Yang Diharapkan: Sajikan semua baris di bawah ini sebagai CSV dua kolom bernama "teks" dan "jawaban", satu baris CSV untuk setiap teks beserta jawabannya, dengan tiap isian diapit tanda kutip dan jeda baris diganti spasi. Jangan sertakan gambar dalam hasilnya.

Data yang Diberikan:
# # #

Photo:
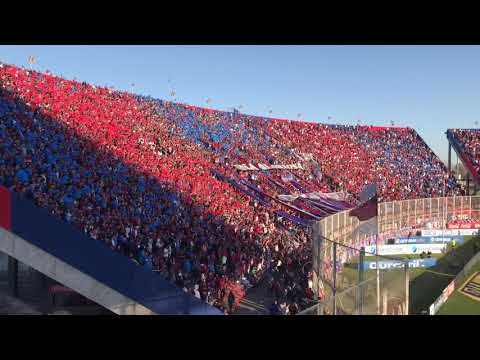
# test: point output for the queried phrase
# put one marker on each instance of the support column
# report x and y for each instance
(468, 183)
(13, 276)
(449, 157)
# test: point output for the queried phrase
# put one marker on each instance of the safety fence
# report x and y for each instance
(348, 280)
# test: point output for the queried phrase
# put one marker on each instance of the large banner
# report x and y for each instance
(464, 225)
(405, 249)
(459, 232)
(429, 240)
(392, 264)
(338, 196)
(251, 167)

# # #

Jawaban Tugas:
teks,jawaban
"Photo: # test: point output for the queried phrase # put one marker on each instance of the support column # report x and y for each instance","(468, 183) (13, 276) (449, 157)"
"# test: point output for the queried phrase # put one marker on each instance of the safety fence # report x and y for each instance","(348, 280)"
"# test: point output for the queried phrase # put one marker on each instance of the large banner # report x and y for each instance","(464, 225) (405, 249) (459, 232) (429, 240) (392, 264) (338, 196) (251, 167)"